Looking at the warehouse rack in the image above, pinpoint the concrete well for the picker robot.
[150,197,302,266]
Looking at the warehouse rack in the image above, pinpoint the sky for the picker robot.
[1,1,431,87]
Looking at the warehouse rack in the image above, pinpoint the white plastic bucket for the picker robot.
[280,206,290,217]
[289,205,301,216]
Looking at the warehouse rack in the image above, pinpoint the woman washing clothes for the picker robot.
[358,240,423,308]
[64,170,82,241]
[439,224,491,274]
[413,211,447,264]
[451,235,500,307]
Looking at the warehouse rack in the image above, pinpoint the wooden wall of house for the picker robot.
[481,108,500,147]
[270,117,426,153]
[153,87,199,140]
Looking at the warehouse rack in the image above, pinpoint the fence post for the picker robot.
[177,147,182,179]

WRITTEN INSTRUCTION: Reproduce all of the data above line for line, without changing a single character.

ANSWER FOR THE TASK:
Looking at the warehouse rack in the image above, pinpoint the concrete well for the picker robot.
[150,197,302,266]
Looking at the warehouse rack in the image above, pinpoint the sky for the picker robot.
[1,1,431,87]
Looking at the warehouse rack in the image above, pinpoint the white plastic bucket for the picker robot.
[280,206,290,217]
[289,205,301,216]
Looking at the warehouse rack in the image above, pinpoint the woman washing clothes for the picker robot.
[358,240,423,308]
[64,170,82,241]
[439,224,491,274]
[413,211,447,264]
[451,235,500,307]
Looking at the warehouse rack in the image above, pinpoint the wooden wall of house for the picker robot.
[481,108,500,147]
[270,117,426,153]
[153,87,199,140]
Looking at the warehouse rack in the image above, pinpoint the fence post for the picker robot.
[177,147,182,179]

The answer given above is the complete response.